Work instruction: What is needed is every line of the material that contains "small".

Source information:
..........

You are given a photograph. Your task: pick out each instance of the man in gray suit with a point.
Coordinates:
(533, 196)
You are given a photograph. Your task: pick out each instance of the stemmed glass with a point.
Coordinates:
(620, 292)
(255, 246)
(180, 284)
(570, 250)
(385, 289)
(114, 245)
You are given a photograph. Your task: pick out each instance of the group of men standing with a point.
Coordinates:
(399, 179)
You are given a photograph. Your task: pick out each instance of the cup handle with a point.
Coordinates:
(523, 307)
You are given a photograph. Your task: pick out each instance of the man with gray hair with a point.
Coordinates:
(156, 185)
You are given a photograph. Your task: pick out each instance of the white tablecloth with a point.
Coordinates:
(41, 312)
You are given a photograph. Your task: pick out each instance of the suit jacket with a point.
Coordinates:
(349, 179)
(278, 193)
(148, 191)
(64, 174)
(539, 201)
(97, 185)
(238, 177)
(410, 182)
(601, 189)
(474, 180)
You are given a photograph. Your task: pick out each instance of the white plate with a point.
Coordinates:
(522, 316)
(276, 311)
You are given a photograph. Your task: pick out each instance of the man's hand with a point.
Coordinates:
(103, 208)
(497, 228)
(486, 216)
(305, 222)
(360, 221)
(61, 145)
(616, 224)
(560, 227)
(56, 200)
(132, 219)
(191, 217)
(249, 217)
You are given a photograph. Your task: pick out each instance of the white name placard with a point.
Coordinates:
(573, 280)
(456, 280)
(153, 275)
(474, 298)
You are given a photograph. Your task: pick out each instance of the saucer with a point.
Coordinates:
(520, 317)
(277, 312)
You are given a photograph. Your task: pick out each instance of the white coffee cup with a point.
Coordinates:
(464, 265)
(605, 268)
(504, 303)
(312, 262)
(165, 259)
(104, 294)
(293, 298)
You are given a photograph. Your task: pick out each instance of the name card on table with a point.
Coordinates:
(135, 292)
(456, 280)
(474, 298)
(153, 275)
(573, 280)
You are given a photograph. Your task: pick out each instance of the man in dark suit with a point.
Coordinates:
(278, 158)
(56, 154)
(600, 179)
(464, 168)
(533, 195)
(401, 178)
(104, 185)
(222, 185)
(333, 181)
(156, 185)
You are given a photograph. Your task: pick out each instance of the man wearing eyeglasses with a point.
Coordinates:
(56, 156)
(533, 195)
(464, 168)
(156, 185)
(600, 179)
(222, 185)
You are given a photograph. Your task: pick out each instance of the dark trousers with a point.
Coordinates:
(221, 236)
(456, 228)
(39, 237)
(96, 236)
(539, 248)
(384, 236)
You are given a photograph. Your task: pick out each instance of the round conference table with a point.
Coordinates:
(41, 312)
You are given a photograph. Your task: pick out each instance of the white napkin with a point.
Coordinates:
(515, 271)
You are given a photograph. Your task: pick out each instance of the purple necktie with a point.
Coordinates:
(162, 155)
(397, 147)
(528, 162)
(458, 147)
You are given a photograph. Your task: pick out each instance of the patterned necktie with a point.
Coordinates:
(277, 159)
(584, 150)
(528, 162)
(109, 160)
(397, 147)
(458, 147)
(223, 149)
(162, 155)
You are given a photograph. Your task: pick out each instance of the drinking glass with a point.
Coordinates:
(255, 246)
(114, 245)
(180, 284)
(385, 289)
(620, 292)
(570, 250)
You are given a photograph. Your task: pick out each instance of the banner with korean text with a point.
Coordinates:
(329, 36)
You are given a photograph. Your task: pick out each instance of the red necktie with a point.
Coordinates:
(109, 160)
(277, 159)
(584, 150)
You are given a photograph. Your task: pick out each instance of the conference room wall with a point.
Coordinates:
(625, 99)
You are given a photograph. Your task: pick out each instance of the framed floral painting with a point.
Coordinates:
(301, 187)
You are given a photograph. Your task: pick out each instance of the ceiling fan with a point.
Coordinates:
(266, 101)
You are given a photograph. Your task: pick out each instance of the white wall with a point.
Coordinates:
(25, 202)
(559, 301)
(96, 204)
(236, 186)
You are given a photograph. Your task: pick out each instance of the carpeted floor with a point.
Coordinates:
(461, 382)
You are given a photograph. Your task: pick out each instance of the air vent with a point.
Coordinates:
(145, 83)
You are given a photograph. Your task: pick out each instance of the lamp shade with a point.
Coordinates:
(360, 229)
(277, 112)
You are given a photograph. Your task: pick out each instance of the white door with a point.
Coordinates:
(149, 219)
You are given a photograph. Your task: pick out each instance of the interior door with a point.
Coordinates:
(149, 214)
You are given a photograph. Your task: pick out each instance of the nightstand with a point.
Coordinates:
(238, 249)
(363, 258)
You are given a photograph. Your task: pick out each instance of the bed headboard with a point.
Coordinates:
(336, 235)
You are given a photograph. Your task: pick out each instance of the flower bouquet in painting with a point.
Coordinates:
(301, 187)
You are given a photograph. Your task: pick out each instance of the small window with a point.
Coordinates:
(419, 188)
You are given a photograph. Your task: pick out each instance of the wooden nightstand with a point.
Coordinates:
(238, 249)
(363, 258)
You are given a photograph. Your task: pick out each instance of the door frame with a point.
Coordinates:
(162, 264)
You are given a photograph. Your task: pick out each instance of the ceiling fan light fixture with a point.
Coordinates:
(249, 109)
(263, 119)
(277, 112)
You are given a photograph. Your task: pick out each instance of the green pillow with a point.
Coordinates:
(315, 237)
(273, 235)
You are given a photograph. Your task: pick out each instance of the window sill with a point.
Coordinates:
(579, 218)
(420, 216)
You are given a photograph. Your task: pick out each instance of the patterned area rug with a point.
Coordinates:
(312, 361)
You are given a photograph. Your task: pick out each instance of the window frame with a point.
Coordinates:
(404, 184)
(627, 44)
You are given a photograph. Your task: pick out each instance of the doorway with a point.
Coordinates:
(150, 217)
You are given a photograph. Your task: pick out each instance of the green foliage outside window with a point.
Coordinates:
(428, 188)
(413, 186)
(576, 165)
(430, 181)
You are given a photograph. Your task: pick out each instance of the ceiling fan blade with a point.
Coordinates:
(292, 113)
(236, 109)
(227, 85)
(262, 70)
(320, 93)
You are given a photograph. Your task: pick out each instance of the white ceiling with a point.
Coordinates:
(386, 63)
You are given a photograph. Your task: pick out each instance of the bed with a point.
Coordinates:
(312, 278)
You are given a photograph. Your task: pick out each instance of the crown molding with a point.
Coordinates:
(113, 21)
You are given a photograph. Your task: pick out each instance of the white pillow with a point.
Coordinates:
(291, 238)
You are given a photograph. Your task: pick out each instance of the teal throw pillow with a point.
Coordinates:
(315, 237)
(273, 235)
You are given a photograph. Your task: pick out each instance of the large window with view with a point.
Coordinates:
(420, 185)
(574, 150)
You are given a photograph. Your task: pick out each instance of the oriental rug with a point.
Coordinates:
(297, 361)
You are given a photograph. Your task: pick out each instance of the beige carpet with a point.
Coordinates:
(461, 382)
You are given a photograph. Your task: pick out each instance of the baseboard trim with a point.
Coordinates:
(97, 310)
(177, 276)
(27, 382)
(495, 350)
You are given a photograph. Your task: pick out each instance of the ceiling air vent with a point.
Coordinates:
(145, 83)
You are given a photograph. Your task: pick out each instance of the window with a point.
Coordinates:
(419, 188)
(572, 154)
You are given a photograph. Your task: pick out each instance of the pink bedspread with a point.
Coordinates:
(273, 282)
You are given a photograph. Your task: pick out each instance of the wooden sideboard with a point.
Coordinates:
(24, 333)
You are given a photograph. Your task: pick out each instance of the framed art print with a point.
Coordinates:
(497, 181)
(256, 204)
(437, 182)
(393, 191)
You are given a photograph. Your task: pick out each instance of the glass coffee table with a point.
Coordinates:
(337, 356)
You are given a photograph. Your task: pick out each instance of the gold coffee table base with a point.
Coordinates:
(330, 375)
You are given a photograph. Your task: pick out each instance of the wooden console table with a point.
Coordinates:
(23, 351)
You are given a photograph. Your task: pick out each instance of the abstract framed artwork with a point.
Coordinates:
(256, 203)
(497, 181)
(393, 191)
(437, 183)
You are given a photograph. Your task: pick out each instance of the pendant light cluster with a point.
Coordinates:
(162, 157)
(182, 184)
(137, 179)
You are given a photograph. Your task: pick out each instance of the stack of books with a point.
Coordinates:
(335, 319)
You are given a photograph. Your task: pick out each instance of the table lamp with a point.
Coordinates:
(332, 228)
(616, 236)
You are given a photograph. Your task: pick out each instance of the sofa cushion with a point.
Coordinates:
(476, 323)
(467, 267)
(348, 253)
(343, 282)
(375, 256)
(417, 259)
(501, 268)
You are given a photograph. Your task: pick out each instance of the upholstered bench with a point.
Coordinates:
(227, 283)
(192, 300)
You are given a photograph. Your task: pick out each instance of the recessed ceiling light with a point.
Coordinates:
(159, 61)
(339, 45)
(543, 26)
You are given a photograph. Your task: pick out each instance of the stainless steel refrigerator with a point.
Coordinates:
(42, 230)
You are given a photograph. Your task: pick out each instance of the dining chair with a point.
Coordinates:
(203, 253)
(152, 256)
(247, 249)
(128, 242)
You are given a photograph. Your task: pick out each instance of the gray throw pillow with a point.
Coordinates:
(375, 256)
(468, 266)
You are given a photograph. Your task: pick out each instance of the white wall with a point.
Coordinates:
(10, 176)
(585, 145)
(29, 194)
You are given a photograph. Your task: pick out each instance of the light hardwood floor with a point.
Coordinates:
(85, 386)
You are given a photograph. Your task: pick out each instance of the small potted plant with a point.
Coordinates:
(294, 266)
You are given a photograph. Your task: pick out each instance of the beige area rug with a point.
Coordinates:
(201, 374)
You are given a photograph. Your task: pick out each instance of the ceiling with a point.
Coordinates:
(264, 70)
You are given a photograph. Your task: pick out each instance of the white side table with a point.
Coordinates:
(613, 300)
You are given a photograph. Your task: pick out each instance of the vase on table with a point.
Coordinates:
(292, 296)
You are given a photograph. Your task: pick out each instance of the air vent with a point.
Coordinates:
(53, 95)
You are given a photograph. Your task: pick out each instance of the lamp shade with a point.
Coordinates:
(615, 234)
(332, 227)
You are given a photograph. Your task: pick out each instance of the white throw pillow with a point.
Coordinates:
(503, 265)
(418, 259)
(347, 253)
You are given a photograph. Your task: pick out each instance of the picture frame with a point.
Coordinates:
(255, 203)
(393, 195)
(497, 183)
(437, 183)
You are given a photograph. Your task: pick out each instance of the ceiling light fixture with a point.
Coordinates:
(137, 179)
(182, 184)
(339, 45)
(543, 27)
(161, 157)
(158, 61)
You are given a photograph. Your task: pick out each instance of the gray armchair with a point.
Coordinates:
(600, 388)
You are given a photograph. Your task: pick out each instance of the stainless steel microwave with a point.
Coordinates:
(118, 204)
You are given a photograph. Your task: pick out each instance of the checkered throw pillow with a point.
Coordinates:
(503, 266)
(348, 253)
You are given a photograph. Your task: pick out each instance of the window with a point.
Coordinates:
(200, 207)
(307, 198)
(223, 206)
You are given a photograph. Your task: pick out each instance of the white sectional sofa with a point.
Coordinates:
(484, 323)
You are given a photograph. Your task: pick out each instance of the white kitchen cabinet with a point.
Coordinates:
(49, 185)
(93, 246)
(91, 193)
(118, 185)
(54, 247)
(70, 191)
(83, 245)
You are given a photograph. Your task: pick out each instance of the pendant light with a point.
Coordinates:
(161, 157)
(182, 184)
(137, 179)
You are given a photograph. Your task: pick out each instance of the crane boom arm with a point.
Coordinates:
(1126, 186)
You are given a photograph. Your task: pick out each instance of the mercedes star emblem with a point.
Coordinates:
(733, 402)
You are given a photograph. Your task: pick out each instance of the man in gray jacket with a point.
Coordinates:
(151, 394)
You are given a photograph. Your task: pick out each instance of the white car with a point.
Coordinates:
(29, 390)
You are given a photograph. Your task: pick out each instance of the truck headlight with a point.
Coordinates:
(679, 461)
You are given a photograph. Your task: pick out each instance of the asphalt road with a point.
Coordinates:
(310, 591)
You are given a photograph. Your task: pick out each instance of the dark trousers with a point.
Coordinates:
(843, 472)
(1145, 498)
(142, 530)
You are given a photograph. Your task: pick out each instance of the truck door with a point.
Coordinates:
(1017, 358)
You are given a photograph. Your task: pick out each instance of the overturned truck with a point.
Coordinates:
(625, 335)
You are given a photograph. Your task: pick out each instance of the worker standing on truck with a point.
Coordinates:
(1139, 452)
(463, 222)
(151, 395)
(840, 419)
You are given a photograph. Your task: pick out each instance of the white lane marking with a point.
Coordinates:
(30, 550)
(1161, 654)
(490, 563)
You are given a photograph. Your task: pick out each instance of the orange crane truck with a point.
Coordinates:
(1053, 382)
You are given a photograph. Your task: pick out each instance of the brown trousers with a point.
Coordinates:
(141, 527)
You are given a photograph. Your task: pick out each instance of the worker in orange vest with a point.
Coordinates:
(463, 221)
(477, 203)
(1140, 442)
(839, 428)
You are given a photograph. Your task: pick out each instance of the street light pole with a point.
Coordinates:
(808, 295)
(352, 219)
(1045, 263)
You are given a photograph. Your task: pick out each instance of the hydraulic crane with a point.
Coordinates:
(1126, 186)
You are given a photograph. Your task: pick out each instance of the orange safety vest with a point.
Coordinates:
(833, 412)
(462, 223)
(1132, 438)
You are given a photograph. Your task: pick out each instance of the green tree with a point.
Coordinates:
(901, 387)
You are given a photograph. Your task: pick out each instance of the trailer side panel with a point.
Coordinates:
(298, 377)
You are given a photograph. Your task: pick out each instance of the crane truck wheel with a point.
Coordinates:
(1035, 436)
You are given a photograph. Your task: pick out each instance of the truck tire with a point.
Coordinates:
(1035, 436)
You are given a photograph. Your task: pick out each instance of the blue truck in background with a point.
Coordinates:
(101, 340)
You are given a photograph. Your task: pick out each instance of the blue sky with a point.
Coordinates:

..........

Solution to the exercise:
You are given a photograph. Your task: pick out each instance of the small window with a point.
You are given a photograph. Your task: pick out each instance of the small potted plant with a point.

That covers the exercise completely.